▸ **GIVEN INFORMATION**
☆ ☆ ☆ ☆
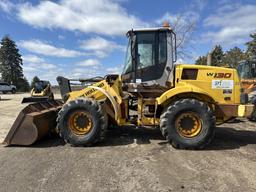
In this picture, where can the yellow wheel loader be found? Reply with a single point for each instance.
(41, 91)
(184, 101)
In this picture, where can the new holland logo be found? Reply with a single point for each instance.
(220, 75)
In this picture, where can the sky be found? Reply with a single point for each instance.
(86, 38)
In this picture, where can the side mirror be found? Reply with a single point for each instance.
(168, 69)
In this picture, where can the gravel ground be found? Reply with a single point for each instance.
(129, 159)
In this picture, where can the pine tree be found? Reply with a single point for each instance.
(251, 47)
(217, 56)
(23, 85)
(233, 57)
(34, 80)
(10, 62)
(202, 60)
☆ ☆ ☆ ☆
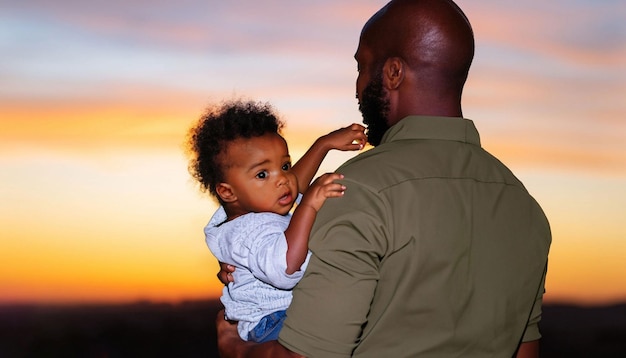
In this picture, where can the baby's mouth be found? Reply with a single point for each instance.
☆ ☆ ☆ ☆
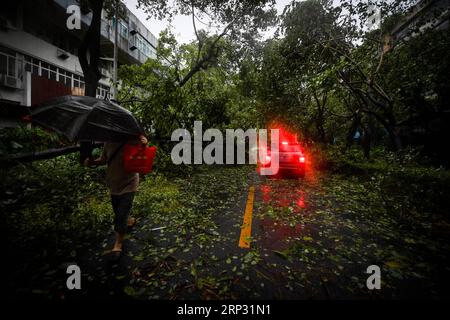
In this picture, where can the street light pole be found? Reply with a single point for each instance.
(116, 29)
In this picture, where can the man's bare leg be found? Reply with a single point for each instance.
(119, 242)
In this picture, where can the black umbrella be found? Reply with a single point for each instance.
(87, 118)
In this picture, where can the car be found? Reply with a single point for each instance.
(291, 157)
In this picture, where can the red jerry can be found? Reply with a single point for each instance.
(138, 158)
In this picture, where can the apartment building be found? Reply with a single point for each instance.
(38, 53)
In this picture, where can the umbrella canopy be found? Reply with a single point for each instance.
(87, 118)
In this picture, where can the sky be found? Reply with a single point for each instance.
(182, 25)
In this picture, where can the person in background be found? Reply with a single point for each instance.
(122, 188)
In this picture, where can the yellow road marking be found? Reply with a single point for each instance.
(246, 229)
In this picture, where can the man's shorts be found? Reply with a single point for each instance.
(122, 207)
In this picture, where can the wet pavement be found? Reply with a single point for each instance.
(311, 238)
☆ ☆ ☆ ☆
▸ **GIVEN REQUEST**
Show each line from the records above that contains the word "yellow". Copy each line in full, and treat uppercase and lowercase as different.

▸ **SOLUTION**
In this picture, where can the yellow wheel loader be found? Reply with a single point for each instance.
In this picture, where can the yellow road marking be found? Reply with a single point for each instance.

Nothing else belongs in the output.